• Task details
Please reproduce the rows below verbatim, starting at the line that contains "task | indicate the shrub" and continuing through the final row, with both included.

• The data
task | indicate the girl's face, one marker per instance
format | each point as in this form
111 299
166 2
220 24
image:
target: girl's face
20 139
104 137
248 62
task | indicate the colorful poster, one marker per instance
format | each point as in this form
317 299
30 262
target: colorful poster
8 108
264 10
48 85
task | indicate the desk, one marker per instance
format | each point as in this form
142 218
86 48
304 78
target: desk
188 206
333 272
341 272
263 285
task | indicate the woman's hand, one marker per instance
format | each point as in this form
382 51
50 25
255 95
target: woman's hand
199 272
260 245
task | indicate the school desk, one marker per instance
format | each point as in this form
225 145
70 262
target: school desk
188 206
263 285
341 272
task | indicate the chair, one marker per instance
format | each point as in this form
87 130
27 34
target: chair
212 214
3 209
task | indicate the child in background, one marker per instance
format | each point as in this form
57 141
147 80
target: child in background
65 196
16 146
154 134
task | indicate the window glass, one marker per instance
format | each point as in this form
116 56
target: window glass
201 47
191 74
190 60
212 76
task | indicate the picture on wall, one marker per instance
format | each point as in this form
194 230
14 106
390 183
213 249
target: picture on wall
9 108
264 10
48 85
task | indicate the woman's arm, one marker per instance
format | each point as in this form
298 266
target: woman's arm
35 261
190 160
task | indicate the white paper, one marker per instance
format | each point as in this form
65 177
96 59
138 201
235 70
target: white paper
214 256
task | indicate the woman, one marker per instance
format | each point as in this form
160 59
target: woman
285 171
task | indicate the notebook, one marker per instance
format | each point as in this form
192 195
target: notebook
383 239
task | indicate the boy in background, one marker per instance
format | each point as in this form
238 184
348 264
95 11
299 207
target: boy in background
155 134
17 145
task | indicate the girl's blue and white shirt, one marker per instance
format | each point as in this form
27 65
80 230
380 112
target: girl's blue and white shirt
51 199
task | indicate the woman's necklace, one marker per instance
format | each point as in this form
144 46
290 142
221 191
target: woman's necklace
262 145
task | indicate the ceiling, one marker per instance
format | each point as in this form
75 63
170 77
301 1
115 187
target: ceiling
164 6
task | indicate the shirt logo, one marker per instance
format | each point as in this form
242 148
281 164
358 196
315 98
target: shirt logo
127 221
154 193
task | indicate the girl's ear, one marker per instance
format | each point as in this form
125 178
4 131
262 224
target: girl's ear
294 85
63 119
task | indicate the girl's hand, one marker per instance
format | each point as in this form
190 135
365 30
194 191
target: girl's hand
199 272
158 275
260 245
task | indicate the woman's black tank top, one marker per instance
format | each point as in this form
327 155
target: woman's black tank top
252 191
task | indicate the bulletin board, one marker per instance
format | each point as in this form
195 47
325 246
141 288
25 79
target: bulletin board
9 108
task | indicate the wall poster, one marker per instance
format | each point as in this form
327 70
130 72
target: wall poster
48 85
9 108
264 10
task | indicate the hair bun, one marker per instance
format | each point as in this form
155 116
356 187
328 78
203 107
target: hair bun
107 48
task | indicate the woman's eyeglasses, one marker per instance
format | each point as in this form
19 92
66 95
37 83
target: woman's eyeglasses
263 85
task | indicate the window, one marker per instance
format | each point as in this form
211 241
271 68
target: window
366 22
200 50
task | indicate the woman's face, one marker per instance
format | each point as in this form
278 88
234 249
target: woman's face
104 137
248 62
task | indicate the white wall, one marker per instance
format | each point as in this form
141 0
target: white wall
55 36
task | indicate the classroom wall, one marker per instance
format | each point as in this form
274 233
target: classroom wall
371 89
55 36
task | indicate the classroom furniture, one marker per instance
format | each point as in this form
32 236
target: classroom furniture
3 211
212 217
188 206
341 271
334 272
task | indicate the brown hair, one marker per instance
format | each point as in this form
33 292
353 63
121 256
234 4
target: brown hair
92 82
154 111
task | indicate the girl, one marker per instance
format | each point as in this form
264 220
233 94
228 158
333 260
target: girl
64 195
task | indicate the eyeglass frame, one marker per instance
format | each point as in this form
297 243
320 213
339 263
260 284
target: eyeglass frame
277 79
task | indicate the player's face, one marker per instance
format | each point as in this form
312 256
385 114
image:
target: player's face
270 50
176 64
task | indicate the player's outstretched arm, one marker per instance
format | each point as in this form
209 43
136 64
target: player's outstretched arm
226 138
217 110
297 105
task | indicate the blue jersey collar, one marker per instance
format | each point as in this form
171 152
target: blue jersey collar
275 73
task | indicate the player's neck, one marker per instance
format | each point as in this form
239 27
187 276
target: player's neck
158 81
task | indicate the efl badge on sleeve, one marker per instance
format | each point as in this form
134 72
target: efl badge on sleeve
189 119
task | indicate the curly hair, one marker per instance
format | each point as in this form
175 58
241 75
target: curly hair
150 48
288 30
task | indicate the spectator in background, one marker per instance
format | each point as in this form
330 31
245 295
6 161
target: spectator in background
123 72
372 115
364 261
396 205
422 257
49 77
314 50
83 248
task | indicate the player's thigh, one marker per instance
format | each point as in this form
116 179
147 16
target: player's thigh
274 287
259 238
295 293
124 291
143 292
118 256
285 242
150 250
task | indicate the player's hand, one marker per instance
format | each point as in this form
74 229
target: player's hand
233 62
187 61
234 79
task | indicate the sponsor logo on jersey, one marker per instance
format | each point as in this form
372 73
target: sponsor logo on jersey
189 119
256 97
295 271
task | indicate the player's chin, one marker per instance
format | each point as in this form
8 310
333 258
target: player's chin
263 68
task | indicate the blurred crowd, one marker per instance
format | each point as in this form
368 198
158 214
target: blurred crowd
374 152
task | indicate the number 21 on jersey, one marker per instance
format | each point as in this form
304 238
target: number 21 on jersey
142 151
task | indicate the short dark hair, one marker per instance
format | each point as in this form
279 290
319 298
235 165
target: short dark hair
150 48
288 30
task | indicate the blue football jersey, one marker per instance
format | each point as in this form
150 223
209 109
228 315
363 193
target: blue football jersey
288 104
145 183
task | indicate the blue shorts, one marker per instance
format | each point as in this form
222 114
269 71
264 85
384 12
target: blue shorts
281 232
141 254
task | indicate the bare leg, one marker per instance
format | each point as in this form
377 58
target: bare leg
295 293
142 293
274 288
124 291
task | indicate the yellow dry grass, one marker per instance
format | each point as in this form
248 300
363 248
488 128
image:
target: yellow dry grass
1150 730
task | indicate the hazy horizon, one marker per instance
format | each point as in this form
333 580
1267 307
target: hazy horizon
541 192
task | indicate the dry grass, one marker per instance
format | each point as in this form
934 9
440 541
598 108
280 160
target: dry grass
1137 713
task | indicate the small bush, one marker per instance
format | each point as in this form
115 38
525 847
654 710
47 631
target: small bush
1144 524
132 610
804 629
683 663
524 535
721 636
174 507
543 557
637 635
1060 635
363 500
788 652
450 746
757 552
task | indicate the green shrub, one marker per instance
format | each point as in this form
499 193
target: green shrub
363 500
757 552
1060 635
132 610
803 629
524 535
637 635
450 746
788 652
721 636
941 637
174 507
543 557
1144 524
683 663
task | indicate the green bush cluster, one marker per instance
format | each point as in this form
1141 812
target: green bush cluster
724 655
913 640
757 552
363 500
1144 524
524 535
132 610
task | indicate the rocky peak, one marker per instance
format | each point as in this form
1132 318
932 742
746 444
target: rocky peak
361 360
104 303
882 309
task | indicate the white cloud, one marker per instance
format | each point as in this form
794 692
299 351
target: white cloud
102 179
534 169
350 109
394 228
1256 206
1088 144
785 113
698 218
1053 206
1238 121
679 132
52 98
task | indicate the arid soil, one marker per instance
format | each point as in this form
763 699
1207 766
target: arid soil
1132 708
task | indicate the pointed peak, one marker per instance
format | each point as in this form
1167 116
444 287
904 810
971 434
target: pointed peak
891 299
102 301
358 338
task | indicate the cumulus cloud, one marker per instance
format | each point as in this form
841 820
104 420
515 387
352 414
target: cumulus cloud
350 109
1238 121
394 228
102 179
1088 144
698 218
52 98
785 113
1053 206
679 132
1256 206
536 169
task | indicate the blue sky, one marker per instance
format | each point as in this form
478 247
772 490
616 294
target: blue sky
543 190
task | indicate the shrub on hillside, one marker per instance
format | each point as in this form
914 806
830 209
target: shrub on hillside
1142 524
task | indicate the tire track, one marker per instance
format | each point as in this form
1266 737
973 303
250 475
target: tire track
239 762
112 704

• Answer for this exercise
task | indicate the shrub on hillside, one marker per instance
format | each point as in this form
914 806
830 209
target: shrub on hillside
1142 524
task | indicate the tire track, one marker per instance
format | each point as in this form
1266 737
973 303
250 475
target: tire track
239 762
112 704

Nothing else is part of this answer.